WHAT TO DO — Exactly as they stand, write out all of the entries again.

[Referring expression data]
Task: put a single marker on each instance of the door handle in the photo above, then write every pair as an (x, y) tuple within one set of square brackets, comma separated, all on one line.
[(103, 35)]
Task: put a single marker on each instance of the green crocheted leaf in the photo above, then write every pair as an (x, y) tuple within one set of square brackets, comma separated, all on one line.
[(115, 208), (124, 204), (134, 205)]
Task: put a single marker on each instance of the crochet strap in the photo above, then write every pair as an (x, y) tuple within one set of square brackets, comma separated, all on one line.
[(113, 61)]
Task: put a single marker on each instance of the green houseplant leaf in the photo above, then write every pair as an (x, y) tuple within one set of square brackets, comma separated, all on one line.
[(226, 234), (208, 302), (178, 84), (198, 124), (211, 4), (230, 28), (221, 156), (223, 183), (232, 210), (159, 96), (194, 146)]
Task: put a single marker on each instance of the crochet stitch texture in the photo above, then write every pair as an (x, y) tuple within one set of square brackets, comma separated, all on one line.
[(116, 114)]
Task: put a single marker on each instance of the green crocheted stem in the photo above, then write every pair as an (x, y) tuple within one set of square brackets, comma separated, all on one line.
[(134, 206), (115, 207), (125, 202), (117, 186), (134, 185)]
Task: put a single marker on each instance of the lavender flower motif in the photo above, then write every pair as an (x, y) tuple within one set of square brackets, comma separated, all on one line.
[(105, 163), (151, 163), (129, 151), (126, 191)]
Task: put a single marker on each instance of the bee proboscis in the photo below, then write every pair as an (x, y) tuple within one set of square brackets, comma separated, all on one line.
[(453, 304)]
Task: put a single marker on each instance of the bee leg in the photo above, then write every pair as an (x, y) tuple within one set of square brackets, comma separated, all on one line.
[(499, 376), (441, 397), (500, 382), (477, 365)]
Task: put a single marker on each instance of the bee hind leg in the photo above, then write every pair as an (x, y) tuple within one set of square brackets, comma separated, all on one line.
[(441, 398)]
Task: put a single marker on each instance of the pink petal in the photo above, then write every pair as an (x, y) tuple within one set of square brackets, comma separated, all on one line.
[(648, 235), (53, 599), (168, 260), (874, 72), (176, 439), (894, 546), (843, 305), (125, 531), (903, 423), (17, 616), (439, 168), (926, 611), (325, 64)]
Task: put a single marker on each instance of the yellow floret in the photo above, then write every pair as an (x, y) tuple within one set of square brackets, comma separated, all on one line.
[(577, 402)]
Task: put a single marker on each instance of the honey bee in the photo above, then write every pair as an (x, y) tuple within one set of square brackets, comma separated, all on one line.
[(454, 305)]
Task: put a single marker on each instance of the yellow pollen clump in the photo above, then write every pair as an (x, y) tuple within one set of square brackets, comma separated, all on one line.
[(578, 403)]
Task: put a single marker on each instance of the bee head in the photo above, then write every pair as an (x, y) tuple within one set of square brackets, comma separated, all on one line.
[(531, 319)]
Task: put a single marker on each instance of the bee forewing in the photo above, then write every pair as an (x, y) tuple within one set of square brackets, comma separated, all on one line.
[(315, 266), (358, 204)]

WRITTEN RESPONSE —
Task: put a single marker on each instance of the door handle in the photo above, then write every pair as an (x, y) tuple within one set of square brackets, comma separated, all on one line.
[(103, 35)]
Task: put a single marker on each instance of the green crocheted leaf in the photo above, then write every pair as an (x, y) tuple within one set of square brackets, comma separated, all on one line.
[(115, 208), (124, 204), (134, 205)]
Task: put a single marker on each instance of the crochet strap in the photo above, then write every pair as an (x, y) tuple within one set of square brackets, comma separated, all on one line.
[(113, 61)]
Task: put a single marker on each instance of the green houseplant leaf in the photo above, then write every pair as an (x, y) tuple within one set of square brackets, comma separated, all on one line.
[(226, 234), (208, 302), (178, 84), (198, 124), (211, 4), (230, 28), (221, 156), (223, 183), (232, 210), (159, 96), (194, 146)]
Task: put a single marker on each instance of the crochet stitch texture in the photo above, then write every pair as an (x, y) tuple within one set of square brackets, comma separated, all on one line.
[(116, 114)]
Task: put a single marker on each instance of the green crocheted stem in the photo above, then write every pair as an (x, y) tuple within one set of square brackets, comma separated, all on one line.
[(134, 206), (115, 207), (125, 202), (117, 186), (134, 185)]
Task: put a single marker on each instance of the lavender flower motif in the photo above, then write every pair as an (x, y) tuple within one set of square brackets, comma separated, all on one line.
[(105, 163), (151, 163), (129, 151), (126, 191)]
Task: put a single marker on each instance of the bee proboscis in the photo below, then write every pair as an (x, y) tuple within one set of square brackets, comma separated, all on one line.
[(453, 304)]
Task: put a single marker on each instance of the bee leg in the photo above, then write every pair as an (x, y) tuple within one set of square brackets, comma separated, all on one line.
[(499, 376), (441, 397), (500, 382), (477, 365)]
Task: put a single marker on each instance of the bee hind leg in the photo above, then write every pair as an (x, y) tuple within one set of square brackets, comma separated, all on one line.
[(441, 398)]
Task: put a single marker on each instance of the pink petal in the photo above, then write every pair as an (x, y) tuple within one set of square brackets, comma separated, all on one line.
[(648, 235), (53, 599), (168, 260), (874, 72), (176, 439), (894, 546), (843, 305), (125, 531), (903, 423), (17, 616), (439, 168), (926, 611), (325, 64)]
Task: put a single marker on each instance of the yellow floret in the photo above, then write every pair as an (x, y) tuple within one set of square brackets, comma separated, all on one line.
[(577, 402)]
Task: put a single marker on each instance of the honey bee in the photo above, then write every pair as an (x, y) tuple within one set of square brackets, comma separated, all on one line.
[(454, 305)]
Task: put a single marker on each instance of the yellow pollen clump in the photo above, then write every pair as an (x, y) tuple within one set of square brackets, comma separated, all on one line.
[(578, 403)]
Task: put a single marker on each instance of the bee head in the photo above, then write every pair as an (x, y) tuple within one set of square brackets, comma separated, all on one line.
[(531, 319)]
Task: put a single marker on each instance of the bee forewing in the photo above, then write every pair as an (x, y) tuple within one set of square brackets, comma separated, all on one line.
[(315, 266), (358, 204)]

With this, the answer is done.